* _What to do_
Show each line in the entries below that contains the string "laptop", copying every such line in full. The match is case-sensitive.

* _Stored data_
──────

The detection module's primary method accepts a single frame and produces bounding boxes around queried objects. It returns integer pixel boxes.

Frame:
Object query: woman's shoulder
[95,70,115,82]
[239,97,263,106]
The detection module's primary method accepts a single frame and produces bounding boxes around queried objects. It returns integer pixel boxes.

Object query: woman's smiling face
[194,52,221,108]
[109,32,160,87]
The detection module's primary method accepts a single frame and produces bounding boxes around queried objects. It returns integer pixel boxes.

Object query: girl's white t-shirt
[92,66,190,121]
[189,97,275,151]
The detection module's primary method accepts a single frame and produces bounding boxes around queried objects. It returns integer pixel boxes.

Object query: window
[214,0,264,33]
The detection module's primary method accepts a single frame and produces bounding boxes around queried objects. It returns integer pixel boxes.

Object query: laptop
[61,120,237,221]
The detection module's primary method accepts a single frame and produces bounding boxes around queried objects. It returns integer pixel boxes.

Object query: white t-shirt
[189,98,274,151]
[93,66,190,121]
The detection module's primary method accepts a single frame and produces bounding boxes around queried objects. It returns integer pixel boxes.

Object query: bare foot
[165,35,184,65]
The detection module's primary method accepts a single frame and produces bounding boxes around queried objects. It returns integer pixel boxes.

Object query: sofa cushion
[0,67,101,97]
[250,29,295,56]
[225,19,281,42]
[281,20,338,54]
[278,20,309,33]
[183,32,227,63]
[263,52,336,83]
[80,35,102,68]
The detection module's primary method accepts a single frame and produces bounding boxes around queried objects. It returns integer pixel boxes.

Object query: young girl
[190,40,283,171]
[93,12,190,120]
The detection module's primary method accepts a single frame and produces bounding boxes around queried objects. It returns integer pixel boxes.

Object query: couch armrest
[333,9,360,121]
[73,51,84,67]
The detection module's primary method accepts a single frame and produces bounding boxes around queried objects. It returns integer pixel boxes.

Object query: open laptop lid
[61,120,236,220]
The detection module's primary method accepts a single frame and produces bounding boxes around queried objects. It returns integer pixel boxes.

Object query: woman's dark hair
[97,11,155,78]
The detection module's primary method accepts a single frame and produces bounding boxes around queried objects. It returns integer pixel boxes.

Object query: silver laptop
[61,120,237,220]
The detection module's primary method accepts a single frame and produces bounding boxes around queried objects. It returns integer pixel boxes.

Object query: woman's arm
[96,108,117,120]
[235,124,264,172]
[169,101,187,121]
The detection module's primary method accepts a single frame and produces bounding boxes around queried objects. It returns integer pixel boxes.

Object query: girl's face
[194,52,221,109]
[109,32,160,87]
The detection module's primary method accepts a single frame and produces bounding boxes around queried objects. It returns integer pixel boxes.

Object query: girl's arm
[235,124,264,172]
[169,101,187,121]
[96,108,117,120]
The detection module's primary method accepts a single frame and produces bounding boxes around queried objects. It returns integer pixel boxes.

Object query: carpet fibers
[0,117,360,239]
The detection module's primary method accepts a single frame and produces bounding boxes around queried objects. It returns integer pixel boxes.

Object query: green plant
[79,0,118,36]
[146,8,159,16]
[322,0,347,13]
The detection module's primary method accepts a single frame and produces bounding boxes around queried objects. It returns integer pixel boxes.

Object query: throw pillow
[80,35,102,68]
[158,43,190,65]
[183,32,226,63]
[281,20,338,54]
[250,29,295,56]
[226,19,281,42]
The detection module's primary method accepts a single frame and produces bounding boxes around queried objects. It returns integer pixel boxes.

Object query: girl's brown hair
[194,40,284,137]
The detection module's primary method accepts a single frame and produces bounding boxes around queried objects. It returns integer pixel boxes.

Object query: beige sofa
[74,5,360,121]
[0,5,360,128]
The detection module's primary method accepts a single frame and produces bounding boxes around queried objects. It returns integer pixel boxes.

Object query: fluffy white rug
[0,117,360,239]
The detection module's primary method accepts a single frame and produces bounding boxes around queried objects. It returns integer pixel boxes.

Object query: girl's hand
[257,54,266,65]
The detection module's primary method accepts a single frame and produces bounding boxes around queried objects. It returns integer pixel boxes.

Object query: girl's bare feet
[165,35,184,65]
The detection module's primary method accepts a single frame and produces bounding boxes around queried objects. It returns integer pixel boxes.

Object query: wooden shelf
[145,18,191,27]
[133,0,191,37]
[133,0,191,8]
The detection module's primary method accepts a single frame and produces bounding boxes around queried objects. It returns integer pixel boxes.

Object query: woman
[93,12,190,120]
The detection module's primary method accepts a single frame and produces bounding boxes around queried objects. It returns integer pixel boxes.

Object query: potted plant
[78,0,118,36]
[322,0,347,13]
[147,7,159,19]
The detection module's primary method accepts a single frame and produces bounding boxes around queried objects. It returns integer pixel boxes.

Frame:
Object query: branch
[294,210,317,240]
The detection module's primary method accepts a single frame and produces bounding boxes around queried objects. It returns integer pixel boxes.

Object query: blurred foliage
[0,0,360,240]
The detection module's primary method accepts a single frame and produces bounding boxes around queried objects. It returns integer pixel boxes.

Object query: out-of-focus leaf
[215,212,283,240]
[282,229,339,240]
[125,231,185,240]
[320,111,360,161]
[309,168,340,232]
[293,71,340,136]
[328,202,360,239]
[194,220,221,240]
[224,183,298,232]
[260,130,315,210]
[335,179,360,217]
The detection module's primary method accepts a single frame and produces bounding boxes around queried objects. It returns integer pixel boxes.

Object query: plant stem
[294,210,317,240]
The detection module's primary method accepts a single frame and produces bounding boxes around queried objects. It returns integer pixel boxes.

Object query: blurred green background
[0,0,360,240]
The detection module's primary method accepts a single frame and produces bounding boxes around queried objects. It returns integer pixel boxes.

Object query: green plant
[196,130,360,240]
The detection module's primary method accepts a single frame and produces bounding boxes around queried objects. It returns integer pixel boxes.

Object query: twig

──────

* _Full answer_
Object query: laptop
Object query: open laptop lid
Object query: silver laptop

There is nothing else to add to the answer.